▶ **Prompt**
All lines from the line containing "[locate] the hockey skate" up to and including the last line of the entries must be written out exactly, with no others.

▶ **Natural language region descriptions**

_ _ _ _ _

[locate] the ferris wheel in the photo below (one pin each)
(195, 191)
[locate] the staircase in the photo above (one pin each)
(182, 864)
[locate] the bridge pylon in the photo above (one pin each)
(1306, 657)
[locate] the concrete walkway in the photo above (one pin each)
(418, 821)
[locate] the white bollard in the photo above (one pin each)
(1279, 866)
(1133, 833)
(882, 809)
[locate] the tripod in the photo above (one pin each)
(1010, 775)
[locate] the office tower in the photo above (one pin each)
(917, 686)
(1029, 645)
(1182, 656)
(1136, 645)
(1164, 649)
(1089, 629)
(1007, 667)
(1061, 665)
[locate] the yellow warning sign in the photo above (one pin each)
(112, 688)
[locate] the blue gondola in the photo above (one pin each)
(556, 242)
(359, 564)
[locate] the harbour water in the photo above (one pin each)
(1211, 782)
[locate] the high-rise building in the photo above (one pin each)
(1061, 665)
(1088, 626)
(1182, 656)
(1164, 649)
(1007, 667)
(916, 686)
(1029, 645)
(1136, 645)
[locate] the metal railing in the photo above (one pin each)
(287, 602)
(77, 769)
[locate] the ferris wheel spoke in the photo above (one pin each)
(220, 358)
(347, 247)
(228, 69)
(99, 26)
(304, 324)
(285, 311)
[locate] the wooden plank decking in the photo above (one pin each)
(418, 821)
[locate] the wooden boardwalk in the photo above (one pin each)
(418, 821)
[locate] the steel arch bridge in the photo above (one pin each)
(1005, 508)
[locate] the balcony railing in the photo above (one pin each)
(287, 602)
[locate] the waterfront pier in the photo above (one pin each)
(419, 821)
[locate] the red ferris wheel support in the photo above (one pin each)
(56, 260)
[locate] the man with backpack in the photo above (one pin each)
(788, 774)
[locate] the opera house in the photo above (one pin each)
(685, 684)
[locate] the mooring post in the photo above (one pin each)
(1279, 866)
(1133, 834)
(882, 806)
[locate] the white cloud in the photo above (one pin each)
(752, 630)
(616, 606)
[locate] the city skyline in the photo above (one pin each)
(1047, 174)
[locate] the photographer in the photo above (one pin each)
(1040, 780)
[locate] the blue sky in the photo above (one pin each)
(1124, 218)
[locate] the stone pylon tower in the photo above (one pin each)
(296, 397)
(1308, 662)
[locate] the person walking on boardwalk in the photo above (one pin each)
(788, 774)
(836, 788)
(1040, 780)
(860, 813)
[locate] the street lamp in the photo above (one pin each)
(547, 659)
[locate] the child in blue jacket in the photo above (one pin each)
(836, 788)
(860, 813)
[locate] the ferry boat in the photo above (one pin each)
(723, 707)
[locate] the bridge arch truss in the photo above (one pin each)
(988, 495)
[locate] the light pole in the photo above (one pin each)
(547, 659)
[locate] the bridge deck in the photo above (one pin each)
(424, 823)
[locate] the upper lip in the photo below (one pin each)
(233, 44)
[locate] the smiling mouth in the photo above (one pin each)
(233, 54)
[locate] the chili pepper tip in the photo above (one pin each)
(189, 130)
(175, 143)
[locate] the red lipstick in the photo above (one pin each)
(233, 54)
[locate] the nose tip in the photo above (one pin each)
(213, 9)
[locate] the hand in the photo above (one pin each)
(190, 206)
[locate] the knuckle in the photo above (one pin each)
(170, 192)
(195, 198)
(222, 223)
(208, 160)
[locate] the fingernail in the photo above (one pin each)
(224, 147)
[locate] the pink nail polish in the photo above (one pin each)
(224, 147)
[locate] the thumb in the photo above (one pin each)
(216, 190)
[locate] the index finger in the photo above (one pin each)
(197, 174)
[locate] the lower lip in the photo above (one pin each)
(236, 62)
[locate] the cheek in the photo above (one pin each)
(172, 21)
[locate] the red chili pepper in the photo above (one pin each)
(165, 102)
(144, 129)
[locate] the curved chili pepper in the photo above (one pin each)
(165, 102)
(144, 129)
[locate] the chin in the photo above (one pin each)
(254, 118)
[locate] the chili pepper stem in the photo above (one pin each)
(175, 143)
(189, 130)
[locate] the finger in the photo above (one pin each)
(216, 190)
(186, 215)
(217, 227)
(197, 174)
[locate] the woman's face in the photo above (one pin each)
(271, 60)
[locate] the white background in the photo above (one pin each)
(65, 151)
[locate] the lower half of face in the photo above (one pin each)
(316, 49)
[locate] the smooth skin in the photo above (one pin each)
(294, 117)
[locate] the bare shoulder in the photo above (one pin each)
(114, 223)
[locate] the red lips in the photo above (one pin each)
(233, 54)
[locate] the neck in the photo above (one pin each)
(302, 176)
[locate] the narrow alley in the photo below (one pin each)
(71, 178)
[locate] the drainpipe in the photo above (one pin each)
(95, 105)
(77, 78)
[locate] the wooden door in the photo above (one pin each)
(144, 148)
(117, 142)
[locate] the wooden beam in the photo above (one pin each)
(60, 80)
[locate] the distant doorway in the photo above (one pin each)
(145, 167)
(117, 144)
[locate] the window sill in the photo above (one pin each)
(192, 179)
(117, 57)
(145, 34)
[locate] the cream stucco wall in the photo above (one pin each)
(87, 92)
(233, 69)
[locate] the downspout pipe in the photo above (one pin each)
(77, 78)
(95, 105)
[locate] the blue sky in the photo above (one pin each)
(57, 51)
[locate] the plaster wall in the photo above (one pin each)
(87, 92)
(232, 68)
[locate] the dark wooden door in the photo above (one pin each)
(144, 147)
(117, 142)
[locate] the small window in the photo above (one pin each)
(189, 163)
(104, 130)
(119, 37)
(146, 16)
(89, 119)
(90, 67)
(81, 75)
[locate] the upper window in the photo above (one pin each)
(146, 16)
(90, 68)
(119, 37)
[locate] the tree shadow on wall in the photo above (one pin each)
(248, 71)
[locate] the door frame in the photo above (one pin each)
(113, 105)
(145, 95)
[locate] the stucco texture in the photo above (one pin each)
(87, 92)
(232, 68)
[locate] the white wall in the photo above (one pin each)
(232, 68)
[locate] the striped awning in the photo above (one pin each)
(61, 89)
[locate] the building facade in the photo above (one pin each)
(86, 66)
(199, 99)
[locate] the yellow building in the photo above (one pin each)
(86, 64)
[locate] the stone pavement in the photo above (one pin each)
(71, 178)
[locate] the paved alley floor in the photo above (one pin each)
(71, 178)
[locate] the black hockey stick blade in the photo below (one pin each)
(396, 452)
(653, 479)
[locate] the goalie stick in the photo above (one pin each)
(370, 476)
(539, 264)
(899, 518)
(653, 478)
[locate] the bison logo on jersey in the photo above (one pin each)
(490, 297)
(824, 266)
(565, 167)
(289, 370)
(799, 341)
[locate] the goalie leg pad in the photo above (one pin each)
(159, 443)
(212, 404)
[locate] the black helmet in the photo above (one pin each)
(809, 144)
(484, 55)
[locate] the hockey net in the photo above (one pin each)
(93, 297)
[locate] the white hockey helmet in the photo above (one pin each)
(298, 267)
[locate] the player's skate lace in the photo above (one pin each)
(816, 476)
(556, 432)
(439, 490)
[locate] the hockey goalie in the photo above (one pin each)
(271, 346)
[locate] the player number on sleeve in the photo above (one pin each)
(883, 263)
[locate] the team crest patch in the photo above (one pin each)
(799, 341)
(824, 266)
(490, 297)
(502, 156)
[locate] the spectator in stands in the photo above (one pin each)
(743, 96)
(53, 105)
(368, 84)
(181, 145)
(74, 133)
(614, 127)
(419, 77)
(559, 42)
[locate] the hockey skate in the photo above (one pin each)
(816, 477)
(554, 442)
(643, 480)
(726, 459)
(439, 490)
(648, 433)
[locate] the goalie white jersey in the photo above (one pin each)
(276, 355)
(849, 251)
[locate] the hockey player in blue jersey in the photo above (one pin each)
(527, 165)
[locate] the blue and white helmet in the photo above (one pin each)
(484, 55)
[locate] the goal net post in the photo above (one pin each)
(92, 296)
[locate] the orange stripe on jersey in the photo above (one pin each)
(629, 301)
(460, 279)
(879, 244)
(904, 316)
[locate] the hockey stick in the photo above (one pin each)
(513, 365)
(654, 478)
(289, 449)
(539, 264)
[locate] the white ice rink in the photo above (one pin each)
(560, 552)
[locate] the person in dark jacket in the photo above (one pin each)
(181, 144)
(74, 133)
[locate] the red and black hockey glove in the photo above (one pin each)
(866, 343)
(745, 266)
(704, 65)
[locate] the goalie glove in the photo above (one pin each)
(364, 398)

_ _ _ _ _

▶ **Output for this exercise**
[locate] the hockey skate in the photo above (one pin each)
(816, 477)
(554, 442)
(643, 480)
(726, 459)
(439, 490)
(648, 433)
[locate] the goalie white jersey in the photo above (one pin each)
(276, 355)
(849, 251)
[locate] the hockey player in blue jersey in the photo above (one pin each)
(527, 165)
[locate] the blue and white helmet in the photo above (one pin each)
(484, 55)
[locate] the goal net post in the photo above (one pin each)
(92, 296)
[locate] the orange stripe on jersey in the photo above (one pin each)
(629, 301)
(460, 279)
(879, 244)
(904, 316)
[locate] the hockey stick in the photo above (one pin each)
(513, 365)
(654, 478)
(289, 449)
(539, 264)
[locate] the white ice rink in the photo above (one pin each)
(560, 552)
[locate] the person in dark jacket in the photo above (one pin each)
(181, 144)
(74, 133)
[locate] the red and black hockey glove in the photo above (one pin each)
(866, 343)
(745, 266)
(704, 65)
[locate] the goalie glove in the photo above (one pin each)
(364, 398)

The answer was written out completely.